• [What to do]:
Within this material, how many lines include the word "upper"? Answer with a number and nothing more.

• [Data excerpts]:
○ ○ ○ ○ ○ ○ ○

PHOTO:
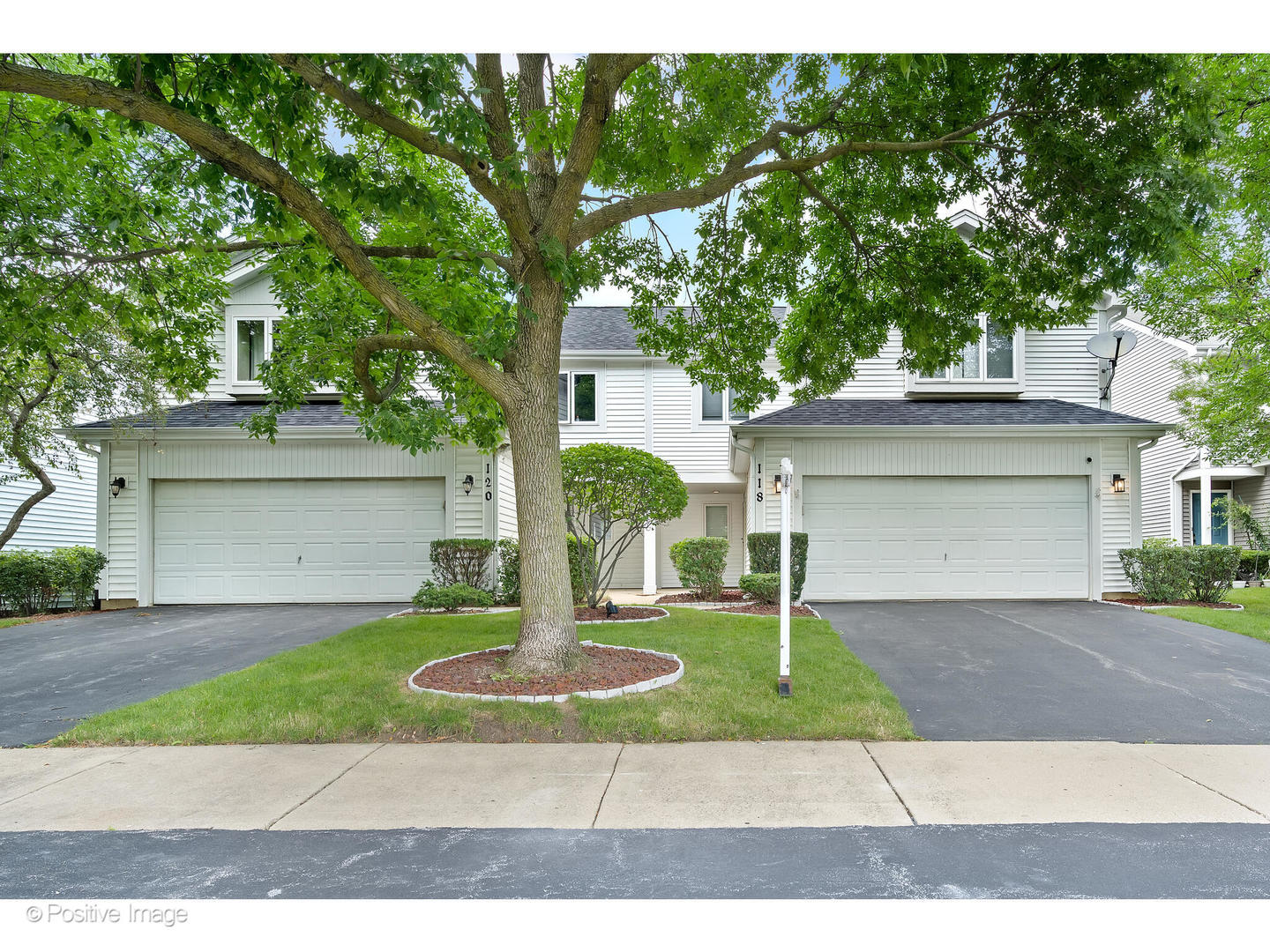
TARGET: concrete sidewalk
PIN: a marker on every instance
(616, 786)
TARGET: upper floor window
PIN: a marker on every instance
(990, 358)
(712, 405)
(576, 398)
(253, 343)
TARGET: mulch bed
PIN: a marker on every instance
(693, 598)
(606, 668)
(1140, 603)
(625, 614)
(796, 611)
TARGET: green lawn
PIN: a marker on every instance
(1252, 621)
(352, 687)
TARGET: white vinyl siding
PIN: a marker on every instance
(65, 518)
(259, 541)
(925, 537)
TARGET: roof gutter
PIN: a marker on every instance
(929, 430)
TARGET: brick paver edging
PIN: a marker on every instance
(651, 684)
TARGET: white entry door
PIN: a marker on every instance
(247, 541)
(915, 537)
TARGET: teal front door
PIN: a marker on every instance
(1221, 532)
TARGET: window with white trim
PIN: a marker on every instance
(576, 398)
(990, 358)
(712, 405)
(716, 521)
(253, 344)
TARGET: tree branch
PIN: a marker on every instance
(415, 251)
(475, 167)
(736, 172)
(605, 77)
(245, 163)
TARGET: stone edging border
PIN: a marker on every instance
(638, 688)
(1147, 608)
(497, 609)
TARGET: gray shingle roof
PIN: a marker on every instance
(230, 413)
(608, 329)
(941, 413)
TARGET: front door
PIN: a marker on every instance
(1221, 531)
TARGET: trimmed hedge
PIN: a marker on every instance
(1166, 573)
(461, 562)
(510, 570)
(451, 598)
(34, 582)
(765, 557)
(1213, 570)
(765, 587)
(700, 564)
(1254, 564)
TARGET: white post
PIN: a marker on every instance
(649, 562)
(787, 494)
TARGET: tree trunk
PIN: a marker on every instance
(548, 641)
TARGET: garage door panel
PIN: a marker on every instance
(952, 537)
(294, 539)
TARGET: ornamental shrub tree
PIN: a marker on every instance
(700, 564)
(432, 217)
(461, 562)
(611, 495)
(765, 556)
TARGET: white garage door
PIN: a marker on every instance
(946, 537)
(240, 541)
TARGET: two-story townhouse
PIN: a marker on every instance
(1179, 482)
(1000, 478)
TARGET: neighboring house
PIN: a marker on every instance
(993, 480)
(66, 518)
(1179, 484)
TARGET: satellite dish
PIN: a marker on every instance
(1113, 344)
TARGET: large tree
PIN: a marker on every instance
(1218, 288)
(403, 192)
(86, 326)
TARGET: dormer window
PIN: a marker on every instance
(253, 343)
(713, 406)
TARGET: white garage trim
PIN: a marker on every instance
(918, 537)
(258, 541)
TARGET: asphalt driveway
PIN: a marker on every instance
(56, 673)
(1059, 671)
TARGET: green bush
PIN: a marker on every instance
(1159, 573)
(1254, 564)
(34, 582)
(510, 570)
(1212, 569)
(461, 562)
(77, 570)
(451, 598)
(700, 564)
(765, 557)
(765, 587)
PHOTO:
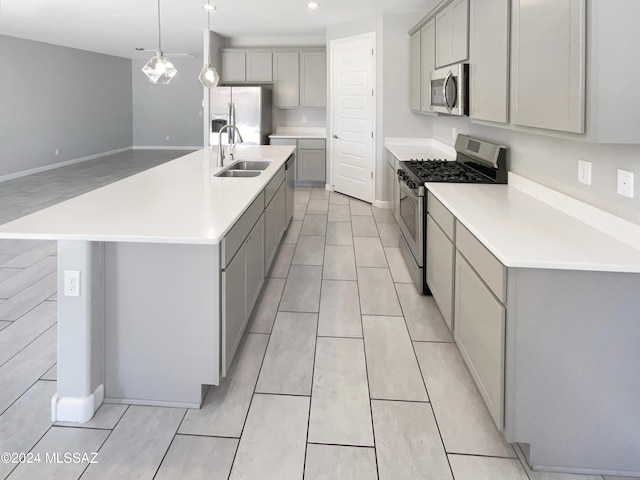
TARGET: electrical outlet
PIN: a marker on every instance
(584, 172)
(71, 283)
(625, 183)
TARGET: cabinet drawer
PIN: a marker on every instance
(273, 185)
(480, 334)
(233, 240)
(441, 215)
(310, 143)
(488, 267)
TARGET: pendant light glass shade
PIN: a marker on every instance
(209, 76)
(159, 69)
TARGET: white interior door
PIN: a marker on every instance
(352, 116)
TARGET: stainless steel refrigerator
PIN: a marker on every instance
(249, 108)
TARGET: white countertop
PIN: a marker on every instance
(524, 231)
(299, 132)
(419, 148)
(177, 202)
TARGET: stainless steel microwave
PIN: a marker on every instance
(450, 89)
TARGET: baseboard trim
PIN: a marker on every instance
(382, 204)
(31, 171)
(164, 147)
(76, 409)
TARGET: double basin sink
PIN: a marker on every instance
(244, 168)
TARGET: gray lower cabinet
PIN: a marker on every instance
(440, 255)
(242, 280)
(233, 305)
(310, 164)
(480, 316)
(275, 214)
(312, 161)
(290, 177)
(254, 255)
(480, 335)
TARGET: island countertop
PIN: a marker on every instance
(178, 202)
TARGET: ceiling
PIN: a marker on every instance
(116, 27)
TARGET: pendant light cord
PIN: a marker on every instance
(159, 30)
(209, 33)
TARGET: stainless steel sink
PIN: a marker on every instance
(251, 165)
(232, 172)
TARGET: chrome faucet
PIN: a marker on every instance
(220, 147)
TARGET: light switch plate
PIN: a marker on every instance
(625, 183)
(584, 172)
(71, 283)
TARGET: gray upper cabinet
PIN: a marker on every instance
(427, 62)
(415, 72)
(246, 67)
(286, 66)
(300, 79)
(259, 67)
(452, 33)
(548, 64)
(489, 60)
(313, 79)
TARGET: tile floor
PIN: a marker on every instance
(345, 372)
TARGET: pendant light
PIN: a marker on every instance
(159, 69)
(209, 75)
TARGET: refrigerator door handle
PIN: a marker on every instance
(233, 122)
(229, 121)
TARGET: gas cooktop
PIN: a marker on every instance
(444, 171)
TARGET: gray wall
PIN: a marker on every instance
(82, 106)
(173, 110)
(554, 162)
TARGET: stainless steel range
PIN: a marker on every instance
(477, 161)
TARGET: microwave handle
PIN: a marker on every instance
(444, 92)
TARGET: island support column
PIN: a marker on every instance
(81, 333)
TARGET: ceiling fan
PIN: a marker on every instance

○ ○ ○ ○ ○ ○ ○

• [Task solution]:
2